» The problem
Only the line containing "Question. Place a dot on every instance of the elderly" and the lines after it, through the end of the entries, should be output exactly.

Records to use START

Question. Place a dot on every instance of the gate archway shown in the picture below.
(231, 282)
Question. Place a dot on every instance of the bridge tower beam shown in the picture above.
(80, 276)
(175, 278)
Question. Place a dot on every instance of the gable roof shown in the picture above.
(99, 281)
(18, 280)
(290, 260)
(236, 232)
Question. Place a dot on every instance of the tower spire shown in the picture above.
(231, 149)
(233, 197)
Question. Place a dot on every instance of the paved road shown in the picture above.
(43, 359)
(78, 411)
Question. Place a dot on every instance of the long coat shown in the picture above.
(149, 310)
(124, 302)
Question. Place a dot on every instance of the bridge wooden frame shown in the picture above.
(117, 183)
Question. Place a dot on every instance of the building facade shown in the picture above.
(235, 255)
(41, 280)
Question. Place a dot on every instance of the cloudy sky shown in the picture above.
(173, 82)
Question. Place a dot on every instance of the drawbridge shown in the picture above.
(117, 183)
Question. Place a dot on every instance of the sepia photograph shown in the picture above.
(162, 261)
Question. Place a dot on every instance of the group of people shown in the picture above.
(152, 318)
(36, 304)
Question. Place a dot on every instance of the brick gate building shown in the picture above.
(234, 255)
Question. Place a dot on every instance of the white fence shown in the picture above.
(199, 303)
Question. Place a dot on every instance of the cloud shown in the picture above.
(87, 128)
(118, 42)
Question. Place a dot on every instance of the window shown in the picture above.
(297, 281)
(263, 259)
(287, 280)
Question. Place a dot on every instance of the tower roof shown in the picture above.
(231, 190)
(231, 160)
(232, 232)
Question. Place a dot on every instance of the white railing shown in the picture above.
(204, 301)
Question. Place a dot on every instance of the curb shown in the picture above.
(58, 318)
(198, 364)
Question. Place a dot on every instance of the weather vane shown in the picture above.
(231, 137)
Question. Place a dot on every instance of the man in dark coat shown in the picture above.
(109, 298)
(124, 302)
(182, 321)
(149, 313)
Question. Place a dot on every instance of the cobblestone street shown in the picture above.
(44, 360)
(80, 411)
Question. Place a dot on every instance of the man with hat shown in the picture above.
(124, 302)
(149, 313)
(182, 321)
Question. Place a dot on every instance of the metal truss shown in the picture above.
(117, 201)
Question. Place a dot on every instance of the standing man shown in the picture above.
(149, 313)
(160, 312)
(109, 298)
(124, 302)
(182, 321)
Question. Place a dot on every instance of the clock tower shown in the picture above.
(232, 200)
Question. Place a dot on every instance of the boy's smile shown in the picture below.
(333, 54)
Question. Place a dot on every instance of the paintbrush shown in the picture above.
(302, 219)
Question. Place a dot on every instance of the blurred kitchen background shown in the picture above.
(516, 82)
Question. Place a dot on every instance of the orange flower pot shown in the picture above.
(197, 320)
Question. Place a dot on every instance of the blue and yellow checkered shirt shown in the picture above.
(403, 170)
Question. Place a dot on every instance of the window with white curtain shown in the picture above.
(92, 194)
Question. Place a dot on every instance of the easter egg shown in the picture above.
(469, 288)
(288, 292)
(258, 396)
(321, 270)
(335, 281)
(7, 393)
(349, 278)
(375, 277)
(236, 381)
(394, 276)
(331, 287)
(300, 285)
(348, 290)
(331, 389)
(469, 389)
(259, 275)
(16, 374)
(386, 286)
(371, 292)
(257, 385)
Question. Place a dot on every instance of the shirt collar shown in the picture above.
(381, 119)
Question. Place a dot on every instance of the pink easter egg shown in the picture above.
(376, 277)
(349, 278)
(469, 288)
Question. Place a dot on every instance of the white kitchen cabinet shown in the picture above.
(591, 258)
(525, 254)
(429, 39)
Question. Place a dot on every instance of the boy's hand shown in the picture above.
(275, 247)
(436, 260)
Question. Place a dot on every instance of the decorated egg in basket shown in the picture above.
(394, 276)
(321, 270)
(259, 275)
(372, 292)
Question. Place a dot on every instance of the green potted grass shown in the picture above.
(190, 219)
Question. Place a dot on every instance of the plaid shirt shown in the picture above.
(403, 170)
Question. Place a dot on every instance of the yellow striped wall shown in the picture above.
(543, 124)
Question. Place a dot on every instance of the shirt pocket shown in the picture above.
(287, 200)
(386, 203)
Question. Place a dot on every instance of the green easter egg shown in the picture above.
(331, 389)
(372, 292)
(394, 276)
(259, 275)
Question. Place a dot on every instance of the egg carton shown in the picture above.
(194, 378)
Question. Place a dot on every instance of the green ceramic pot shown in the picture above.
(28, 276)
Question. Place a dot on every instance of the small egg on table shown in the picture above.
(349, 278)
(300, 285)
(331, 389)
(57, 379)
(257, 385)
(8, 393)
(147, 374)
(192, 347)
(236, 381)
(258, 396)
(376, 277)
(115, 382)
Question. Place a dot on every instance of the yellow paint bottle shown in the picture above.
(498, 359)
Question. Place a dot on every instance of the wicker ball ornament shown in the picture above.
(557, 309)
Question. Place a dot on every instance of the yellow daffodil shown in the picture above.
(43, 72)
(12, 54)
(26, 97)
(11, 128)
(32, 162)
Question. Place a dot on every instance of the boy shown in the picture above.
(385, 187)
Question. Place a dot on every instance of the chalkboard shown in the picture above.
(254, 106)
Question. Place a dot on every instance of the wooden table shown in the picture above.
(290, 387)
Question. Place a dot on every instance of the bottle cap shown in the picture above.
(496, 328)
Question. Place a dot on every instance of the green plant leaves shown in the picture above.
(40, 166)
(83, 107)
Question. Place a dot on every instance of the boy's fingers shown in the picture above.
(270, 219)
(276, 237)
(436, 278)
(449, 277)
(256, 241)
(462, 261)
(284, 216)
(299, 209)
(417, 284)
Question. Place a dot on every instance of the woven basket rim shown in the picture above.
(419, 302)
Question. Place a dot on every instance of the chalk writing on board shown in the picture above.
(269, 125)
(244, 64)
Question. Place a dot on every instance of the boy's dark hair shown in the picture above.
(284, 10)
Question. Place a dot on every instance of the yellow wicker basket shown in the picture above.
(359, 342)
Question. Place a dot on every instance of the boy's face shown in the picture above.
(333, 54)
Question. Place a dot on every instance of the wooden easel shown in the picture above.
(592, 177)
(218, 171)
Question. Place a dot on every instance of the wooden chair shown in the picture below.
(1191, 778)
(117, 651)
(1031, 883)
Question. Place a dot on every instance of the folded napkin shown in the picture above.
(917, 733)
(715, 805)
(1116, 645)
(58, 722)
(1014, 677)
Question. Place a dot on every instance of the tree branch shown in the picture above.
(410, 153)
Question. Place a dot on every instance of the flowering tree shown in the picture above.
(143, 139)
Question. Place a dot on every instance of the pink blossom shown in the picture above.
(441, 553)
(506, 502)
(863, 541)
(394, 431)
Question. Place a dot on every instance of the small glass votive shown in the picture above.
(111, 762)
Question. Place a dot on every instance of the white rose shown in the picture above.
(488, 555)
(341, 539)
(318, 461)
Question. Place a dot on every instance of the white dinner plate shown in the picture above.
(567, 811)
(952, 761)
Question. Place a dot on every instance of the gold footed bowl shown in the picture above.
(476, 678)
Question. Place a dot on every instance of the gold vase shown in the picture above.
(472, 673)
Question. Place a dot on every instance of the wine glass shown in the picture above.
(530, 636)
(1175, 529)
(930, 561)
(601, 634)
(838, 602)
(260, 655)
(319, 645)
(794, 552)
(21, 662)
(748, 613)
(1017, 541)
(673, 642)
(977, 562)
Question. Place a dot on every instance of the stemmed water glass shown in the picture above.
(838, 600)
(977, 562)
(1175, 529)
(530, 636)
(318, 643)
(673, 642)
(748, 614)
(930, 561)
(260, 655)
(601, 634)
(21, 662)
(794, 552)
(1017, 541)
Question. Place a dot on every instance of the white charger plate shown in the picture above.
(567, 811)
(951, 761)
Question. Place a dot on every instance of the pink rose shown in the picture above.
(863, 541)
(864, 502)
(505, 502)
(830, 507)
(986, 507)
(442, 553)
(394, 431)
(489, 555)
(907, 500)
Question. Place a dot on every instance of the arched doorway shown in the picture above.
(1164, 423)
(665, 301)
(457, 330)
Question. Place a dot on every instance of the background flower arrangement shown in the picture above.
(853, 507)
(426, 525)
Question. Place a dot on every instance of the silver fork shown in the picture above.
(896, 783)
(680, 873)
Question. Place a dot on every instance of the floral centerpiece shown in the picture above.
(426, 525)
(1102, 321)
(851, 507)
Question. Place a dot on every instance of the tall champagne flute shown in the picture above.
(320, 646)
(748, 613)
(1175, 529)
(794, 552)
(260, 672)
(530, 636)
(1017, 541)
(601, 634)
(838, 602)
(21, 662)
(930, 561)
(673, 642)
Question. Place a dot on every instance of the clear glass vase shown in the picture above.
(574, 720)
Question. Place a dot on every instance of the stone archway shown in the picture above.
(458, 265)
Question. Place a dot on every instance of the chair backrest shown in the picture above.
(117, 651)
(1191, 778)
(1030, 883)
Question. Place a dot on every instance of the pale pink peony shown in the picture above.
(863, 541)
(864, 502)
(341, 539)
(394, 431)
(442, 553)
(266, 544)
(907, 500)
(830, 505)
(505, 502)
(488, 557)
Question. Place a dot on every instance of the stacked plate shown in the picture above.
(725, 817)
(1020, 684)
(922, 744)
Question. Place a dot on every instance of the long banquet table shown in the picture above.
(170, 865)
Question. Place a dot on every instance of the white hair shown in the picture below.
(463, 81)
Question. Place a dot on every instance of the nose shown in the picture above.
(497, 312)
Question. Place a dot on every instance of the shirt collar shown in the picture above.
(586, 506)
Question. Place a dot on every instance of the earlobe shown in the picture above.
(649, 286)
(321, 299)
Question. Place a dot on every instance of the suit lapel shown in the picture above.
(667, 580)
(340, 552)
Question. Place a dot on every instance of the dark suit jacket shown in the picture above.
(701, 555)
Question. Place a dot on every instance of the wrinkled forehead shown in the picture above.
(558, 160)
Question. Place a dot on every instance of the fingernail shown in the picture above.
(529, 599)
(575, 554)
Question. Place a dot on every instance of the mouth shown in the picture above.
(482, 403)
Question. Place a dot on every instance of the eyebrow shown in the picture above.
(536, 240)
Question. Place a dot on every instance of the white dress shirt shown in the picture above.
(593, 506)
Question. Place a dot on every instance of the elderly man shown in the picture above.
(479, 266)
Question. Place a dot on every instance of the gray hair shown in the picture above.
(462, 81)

Records to use END

» Reply to the exercise
Question. Place a dot on every instance of the elderly man shown in the picture above.
(479, 266)
Question. Place a dot on every instance of the gray hair shown in the picture above.
(462, 81)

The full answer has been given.